Ancient Jerusalem comes alive in this rare footage from 1918...
The city began to change and grow dramatically at the end of the 19th century. It spread tentatively beyond the city walls when Moses Montefiore built Mishkenot Shaananim in the late 1860s. This was an important step in Jerusalem history, for when the cramped population saw the success of the first few neighborhoods outside the city walls, more people were willing to venture forth and build along Jaffa Road.
By the turn of the century, Jerusalem was well on its way to become a modern city. There were luxury hotels with hot, running water (the King David Hotel was the first), telephone lines and modern hospitals. But some areas of the city still remained unchanged and looked as they had done a hundred years before.
-- -- --
### Work task A
Why does the passage on Jerusalem's growth call the building of Mishkenot Shaananim an important step in the city's history?
### Work task B
According to the passage on Jerusalem's growth, which hotel was the first in the city to offer hot, running water?
### Work task C
Resume the passage on Jerusalem's growth after its last sentence.

### Source information
-- -- --
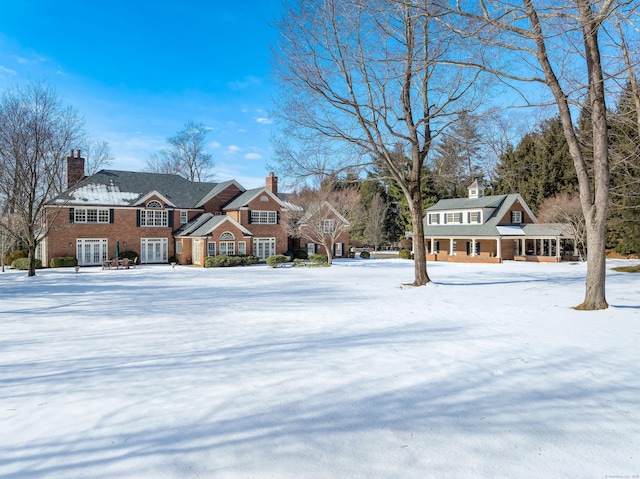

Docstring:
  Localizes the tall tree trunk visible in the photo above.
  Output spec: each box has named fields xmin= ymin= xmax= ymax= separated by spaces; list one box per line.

xmin=409 ymin=180 xmax=431 ymax=286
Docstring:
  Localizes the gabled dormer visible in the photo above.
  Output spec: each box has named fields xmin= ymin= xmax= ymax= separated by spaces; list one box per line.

xmin=468 ymin=178 xmax=484 ymax=200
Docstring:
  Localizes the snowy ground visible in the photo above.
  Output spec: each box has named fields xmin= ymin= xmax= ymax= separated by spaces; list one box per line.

xmin=0 ymin=259 xmax=640 ymax=479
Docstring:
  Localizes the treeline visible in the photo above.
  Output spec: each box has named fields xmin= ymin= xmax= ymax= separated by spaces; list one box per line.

xmin=343 ymin=85 xmax=640 ymax=255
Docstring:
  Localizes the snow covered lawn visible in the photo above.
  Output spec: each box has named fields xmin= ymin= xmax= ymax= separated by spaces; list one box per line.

xmin=0 ymin=259 xmax=640 ymax=479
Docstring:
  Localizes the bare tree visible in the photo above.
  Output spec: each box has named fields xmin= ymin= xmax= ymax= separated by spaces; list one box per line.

xmin=364 ymin=193 xmax=389 ymax=251
xmin=0 ymin=83 xmax=82 ymax=276
xmin=442 ymin=0 xmax=628 ymax=310
xmin=286 ymin=181 xmax=360 ymax=265
xmin=146 ymin=120 xmax=215 ymax=181
xmin=538 ymin=192 xmax=587 ymax=262
xmin=274 ymin=0 xmax=479 ymax=285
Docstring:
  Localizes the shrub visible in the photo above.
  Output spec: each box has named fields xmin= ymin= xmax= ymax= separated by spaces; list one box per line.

xmin=309 ymin=254 xmax=329 ymax=264
xmin=49 ymin=256 xmax=78 ymax=268
xmin=267 ymin=254 xmax=291 ymax=268
xmin=11 ymin=258 xmax=42 ymax=271
xmin=398 ymin=249 xmax=411 ymax=259
xmin=120 ymin=251 xmax=140 ymax=264
xmin=4 ymin=249 xmax=28 ymax=264
xmin=238 ymin=254 xmax=260 ymax=266
xmin=292 ymin=248 xmax=309 ymax=259
xmin=204 ymin=254 xmax=242 ymax=268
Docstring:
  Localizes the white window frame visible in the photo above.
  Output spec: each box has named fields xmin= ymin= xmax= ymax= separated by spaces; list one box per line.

xmin=511 ymin=211 xmax=522 ymax=224
xmin=251 ymin=210 xmax=278 ymax=225
xmin=73 ymin=208 xmax=111 ymax=224
xmin=446 ymin=212 xmax=462 ymax=224
xmin=140 ymin=210 xmax=169 ymax=228
xmin=220 ymin=241 xmax=236 ymax=256
xmin=322 ymin=218 xmax=336 ymax=234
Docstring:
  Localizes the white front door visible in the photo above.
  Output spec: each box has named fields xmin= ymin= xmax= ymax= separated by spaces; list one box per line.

xmin=253 ymin=238 xmax=276 ymax=261
xmin=140 ymin=238 xmax=168 ymax=263
xmin=76 ymin=238 xmax=109 ymax=266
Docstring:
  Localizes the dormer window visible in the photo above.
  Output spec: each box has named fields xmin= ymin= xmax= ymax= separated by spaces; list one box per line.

xmin=511 ymin=211 xmax=522 ymax=224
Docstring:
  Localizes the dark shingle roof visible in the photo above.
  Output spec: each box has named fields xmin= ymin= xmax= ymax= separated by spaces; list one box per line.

xmin=52 ymin=170 xmax=228 ymax=208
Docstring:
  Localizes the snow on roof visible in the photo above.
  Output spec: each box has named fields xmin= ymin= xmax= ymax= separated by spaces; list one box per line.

xmin=56 ymin=183 xmax=140 ymax=206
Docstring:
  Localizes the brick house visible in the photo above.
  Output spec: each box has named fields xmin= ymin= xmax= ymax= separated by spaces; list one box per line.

xmin=423 ymin=181 xmax=576 ymax=263
xmin=39 ymin=150 xmax=350 ymax=266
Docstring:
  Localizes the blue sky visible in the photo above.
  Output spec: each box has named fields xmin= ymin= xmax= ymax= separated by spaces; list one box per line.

xmin=0 ymin=0 xmax=280 ymax=188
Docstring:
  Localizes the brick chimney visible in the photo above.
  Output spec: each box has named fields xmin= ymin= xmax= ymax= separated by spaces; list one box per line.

xmin=67 ymin=150 xmax=84 ymax=188
xmin=267 ymin=171 xmax=278 ymax=196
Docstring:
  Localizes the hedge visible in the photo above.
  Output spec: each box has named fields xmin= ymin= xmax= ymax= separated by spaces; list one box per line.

xmin=11 ymin=258 xmax=42 ymax=271
xmin=267 ymin=254 xmax=291 ymax=268
xmin=49 ymin=256 xmax=78 ymax=268
xmin=398 ymin=249 xmax=411 ymax=259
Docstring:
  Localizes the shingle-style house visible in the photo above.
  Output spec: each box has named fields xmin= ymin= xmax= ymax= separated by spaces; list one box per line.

xmin=424 ymin=180 xmax=574 ymax=263
xmin=40 ymin=151 xmax=350 ymax=266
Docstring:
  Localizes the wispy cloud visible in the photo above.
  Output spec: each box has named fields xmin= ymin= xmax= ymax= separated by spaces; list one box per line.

xmin=0 ymin=65 xmax=18 ymax=78
xmin=228 ymin=76 xmax=262 ymax=91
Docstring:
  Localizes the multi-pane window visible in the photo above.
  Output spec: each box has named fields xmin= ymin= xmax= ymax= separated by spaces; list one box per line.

xmin=220 ymin=241 xmax=236 ymax=255
xmin=322 ymin=219 xmax=336 ymax=233
xmin=511 ymin=211 xmax=522 ymax=223
xmin=73 ymin=208 xmax=109 ymax=223
xmin=446 ymin=213 xmax=462 ymax=223
xmin=140 ymin=210 xmax=169 ymax=227
xmin=251 ymin=210 xmax=278 ymax=225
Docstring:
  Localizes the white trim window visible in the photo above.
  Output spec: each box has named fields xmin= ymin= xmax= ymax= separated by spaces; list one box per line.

xmin=251 ymin=210 xmax=278 ymax=225
xmin=140 ymin=210 xmax=169 ymax=228
xmin=322 ymin=219 xmax=336 ymax=234
xmin=445 ymin=212 xmax=462 ymax=223
xmin=511 ymin=211 xmax=522 ymax=224
xmin=140 ymin=238 xmax=168 ymax=263
xmin=76 ymin=238 xmax=109 ymax=266
xmin=253 ymin=238 xmax=276 ymax=261
xmin=73 ymin=208 xmax=109 ymax=223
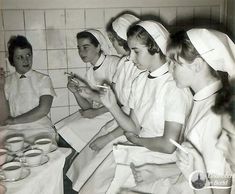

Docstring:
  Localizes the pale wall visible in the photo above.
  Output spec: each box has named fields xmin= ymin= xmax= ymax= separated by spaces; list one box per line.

xmin=0 ymin=0 xmax=226 ymax=122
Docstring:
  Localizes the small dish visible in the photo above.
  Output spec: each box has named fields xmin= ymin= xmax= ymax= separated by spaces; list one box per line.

xmin=49 ymin=144 xmax=58 ymax=153
xmin=0 ymin=168 xmax=30 ymax=182
xmin=23 ymin=155 xmax=49 ymax=167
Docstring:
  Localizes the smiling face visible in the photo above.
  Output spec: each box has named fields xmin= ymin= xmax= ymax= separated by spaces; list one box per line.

xmin=77 ymin=38 xmax=100 ymax=65
xmin=13 ymin=47 xmax=33 ymax=74
xmin=216 ymin=114 xmax=235 ymax=172
xmin=128 ymin=36 xmax=153 ymax=70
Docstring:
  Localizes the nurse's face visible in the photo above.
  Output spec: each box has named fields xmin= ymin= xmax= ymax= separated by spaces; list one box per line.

xmin=13 ymin=47 xmax=33 ymax=74
xmin=170 ymin=58 xmax=193 ymax=88
xmin=77 ymin=38 xmax=100 ymax=65
xmin=127 ymin=37 xmax=153 ymax=70
xmin=216 ymin=114 xmax=235 ymax=172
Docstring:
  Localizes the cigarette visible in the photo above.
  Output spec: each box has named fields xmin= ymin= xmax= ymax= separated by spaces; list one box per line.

xmin=96 ymin=85 xmax=109 ymax=89
xmin=71 ymin=78 xmax=79 ymax=84
xmin=169 ymin=138 xmax=188 ymax=154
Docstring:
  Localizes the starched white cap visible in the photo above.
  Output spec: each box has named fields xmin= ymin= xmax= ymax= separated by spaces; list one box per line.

xmin=112 ymin=14 xmax=140 ymax=40
xmin=137 ymin=20 xmax=169 ymax=54
xmin=187 ymin=28 xmax=235 ymax=76
xmin=85 ymin=29 xmax=111 ymax=55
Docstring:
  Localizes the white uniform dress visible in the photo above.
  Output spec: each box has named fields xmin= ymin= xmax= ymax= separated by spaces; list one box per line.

xmin=1 ymin=70 xmax=56 ymax=142
xmin=113 ymin=56 xmax=141 ymax=106
xmin=67 ymin=64 xmax=191 ymax=194
xmin=55 ymin=54 xmax=120 ymax=152
xmin=142 ymin=81 xmax=230 ymax=194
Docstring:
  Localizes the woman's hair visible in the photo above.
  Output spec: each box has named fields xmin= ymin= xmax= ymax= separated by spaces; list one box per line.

xmin=212 ymin=78 xmax=235 ymax=125
xmin=166 ymin=31 xmax=200 ymax=64
xmin=127 ymin=24 xmax=164 ymax=57
xmin=77 ymin=31 xmax=100 ymax=47
xmin=106 ymin=18 xmax=130 ymax=51
xmin=167 ymin=31 xmax=232 ymax=122
xmin=7 ymin=35 xmax=33 ymax=66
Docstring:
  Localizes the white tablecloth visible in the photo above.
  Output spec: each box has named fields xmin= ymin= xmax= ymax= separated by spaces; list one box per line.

xmin=1 ymin=148 xmax=71 ymax=194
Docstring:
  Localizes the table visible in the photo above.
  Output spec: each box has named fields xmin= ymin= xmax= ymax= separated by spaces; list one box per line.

xmin=1 ymin=148 xmax=72 ymax=194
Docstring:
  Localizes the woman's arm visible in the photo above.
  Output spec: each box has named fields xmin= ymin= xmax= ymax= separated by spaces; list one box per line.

xmin=100 ymin=87 xmax=140 ymax=134
xmin=6 ymin=95 xmax=53 ymax=125
xmin=126 ymin=121 xmax=182 ymax=154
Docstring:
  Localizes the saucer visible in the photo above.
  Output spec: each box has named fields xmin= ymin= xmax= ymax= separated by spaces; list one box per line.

xmin=49 ymin=144 xmax=58 ymax=153
xmin=0 ymin=168 xmax=30 ymax=182
xmin=23 ymin=155 xmax=49 ymax=167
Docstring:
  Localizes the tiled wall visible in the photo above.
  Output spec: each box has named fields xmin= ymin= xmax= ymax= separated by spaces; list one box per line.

xmin=0 ymin=0 xmax=228 ymax=122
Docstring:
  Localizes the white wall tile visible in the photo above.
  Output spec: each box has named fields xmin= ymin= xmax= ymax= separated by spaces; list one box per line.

xmin=66 ymin=29 xmax=80 ymax=48
xmin=177 ymin=7 xmax=194 ymax=25
xmin=3 ymin=10 xmax=24 ymax=30
xmin=68 ymin=68 xmax=87 ymax=78
xmin=48 ymin=69 xmax=68 ymax=88
xmin=48 ymin=50 xmax=67 ymax=69
xmin=45 ymin=10 xmax=65 ymax=29
xmin=85 ymin=9 xmax=105 ymax=28
xmin=69 ymin=106 xmax=81 ymax=115
xmin=26 ymin=30 xmax=46 ymax=49
xmin=52 ymin=88 xmax=69 ymax=107
xmin=33 ymin=50 xmax=47 ymax=69
xmin=67 ymin=49 xmax=86 ymax=68
xmin=66 ymin=9 xmax=85 ymax=29
xmin=160 ymin=7 xmax=176 ymax=25
xmin=0 ymin=10 xmax=4 ymax=30
xmin=211 ymin=7 xmax=220 ymax=24
xmin=46 ymin=30 xmax=66 ymax=49
xmin=51 ymin=107 xmax=69 ymax=123
xmin=194 ymin=7 xmax=211 ymax=27
xmin=24 ymin=10 xmax=45 ymax=30
xmin=0 ymin=52 xmax=6 ymax=70
xmin=5 ymin=30 xmax=25 ymax=49
xmin=0 ymin=31 xmax=5 ymax=51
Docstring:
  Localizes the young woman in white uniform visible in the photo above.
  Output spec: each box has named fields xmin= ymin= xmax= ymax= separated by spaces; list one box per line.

xmin=131 ymin=29 xmax=235 ymax=194
xmin=67 ymin=21 xmax=191 ymax=193
xmin=55 ymin=29 xmax=119 ymax=152
xmin=0 ymin=35 xmax=56 ymax=140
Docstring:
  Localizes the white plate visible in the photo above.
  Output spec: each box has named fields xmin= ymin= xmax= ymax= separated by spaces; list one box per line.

xmin=23 ymin=155 xmax=49 ymax=167
xmin=0 ymin=168 xmax=30 ymax=182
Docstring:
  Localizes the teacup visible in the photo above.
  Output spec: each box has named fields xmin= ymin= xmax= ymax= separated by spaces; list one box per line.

xmin=24 ymin=149 xmax=43 ymax=166
xmin=2 ymin=161 xmax=22 ymax=180
xmin=34 ymin=138 xmax=52 ymax=154
xmin=0 ymin=148 xmax=7 ymax=165
xmin=5 ymin=136 xmax=24 ymax=152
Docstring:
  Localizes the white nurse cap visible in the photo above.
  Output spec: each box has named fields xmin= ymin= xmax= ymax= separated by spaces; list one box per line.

xmin=187 ymin=28 xmax=235 ymax=76
xmin=112 ymin=14 xmax=140 ymax=40
xmin=137 ymin=21 xmax=169 ymax=54
xmin=85 ymin=29 xmax=111 ymax=55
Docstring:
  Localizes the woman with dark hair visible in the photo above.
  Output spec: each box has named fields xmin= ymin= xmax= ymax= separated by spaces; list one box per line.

xmin=1 ymin=35 xmax=55 ymax=138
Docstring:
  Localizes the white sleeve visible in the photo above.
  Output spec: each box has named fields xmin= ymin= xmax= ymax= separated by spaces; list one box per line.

xmin=39 ymin=76 xmax=56 ymax=96
xmin=165 ymin=87 xmax=190 ymax=124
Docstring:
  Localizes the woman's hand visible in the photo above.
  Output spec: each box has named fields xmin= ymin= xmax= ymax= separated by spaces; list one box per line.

xmin=100 ymin=85 xmax=117 ymax=109
xmin=176 ymin=142 xmax=205 ymax=179
xmin=89 ymin=134 xmax=110 ymax=151
xmin=79 ymin=108 xmax=99 ymax=119
xmin=67 ymin=76 xmax=79 ymax=93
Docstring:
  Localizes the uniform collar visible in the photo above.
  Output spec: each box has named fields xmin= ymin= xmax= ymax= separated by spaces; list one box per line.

xmin=193 ymin=80 xmax=222 ymax=101
xmin=16 ymin=69 xmax=33 ymax=79
xmin=148 ymin=63 xmax=169 ymax=79
xmin=93 ymin=54 xmax=106 ymax=71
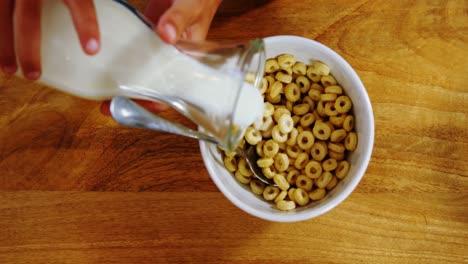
-- -- --
### Output A
The crowded population saw that the first few neighborhoods outside the city walls succeeded. After that, more people were willing to leave the walls and build along Jaffa Road.

### Output B
The King David Hotel was the first.

### Output C
The year 1917 was another landmark in the history of Jerusalem: the Turks surrendered to the British (flying in lieu of a white flag, a white bed sheet borrowed for the occasion from the American Colony) and Jerusalem became a British-occupied city. Mandatory Palestine marked a new era that heralded the Arab-Israeli war and the dawning of the modern State of Israel.
The following footage shows Jerusalem in 1918 – one year after the arrival of the British. Some of the images, however, date from the period of Turkish rule a few years prior. The last few seconds of the video will also give you a rare glimpse of Rachel's tomb, the way it used to look.
This is a fascinating look in time and it’s very interesting to see how different some things were – and what has never changed.